[Begin ARTICLE]
# Bored hamster or lazy hamster?



## Tigerneko (Jan 2, 2009)

How can you tell if a hamster is bored?

I haven't heard Bill running in his wheel for a few nights now, and he only seems to come out to have a drink, then he goes back to bed. This is really annoying because I don't want to wake him up to handle him, so only get him out when he is out and about so I haven't been able to handle him for a few days because I don't want to have to wake him up or force him out of his bed 

so I was wondering if he's bored? I mean, he has plenty to do - he's got his wheel, a sprig of millet to chew/climb, a wooden tunnel to play in and gnaw, a wicker type wig wam thing that he sleeps in that he can also climb/chew, plenty of paper to dig/burrow in, piles of bedding to move around and a big plastic tunnel/box playhouse thing.... I can't really think of much else to give him and i'm worried that he isn't coming out much because he's bored. I've had him for just over a week now, so surely he must be settled in.

So all I can think of is that he's either bored, or lazy. Or perhaps he just comes out long after i've gone to sleep? Any advice? It's years since i've had a Syrian so I can't even remember whether this is 'normal' behaviour or not


----------



## ajohnson (May 4, 2011)
[End ARTICLE]
■ EXERCISES TO COMPLETE ■
1. In the hamster thread, list every item the poster names when saying Bill has plenty to do.
2. Copy the hamster thread word for word, everything from "so I was wondering" down to "be settled in.".
The material that comes next is from a separate source.
[Begin DATA RECORDS]
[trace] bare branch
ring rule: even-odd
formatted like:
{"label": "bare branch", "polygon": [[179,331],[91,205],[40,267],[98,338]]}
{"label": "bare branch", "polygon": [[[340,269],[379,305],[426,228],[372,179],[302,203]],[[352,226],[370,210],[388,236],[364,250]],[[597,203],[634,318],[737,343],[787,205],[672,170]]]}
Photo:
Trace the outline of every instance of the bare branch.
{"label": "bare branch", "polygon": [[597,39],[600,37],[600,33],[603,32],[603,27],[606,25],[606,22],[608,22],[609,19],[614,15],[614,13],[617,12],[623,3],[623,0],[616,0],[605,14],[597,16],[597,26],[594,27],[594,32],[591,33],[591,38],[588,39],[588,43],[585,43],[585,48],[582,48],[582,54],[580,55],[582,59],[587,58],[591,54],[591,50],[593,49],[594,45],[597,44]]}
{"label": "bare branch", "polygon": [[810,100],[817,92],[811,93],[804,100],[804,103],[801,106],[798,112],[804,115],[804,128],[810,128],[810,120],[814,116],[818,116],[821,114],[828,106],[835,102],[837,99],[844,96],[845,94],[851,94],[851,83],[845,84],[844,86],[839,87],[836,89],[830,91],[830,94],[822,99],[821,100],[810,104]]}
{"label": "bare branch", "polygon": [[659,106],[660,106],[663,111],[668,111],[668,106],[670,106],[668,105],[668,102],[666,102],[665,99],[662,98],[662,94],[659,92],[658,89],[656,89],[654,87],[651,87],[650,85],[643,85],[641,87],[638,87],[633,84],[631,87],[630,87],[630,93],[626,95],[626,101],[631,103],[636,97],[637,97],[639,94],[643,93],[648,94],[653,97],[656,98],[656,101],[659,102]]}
[End DATA RECORDS]
■ TASK-BY-TASK ANSWERS ■
1.
- His wheel
- A sprig of millet to chew or climb
- A wooden tunnel to play in and gnaw
- A wicker wig wam thing that he sleeps in and can also climb or chew
- Plenty of paper to dig or burrow in
- Piles of bedding to move around
- A big plastic tunnel/box playhouse thing

2.
so I was wondering if he's bored? I mean, he has plenty to do - he's got his wheel, a sprig of millet to chew/climb, a wooden tunnel to play in and gnaw, a wicker type wig wam thing that he sleeps in that he can also climb/chew, plenty of paper to dig/burrow in, piles of bedding to move around and a big plastic tunnel/box playhouse thing.... I can't really think of much else to give him and i'm worried that he isn't coming out much because he's bored. I've had him for just over a week now, so surely he must be settled in.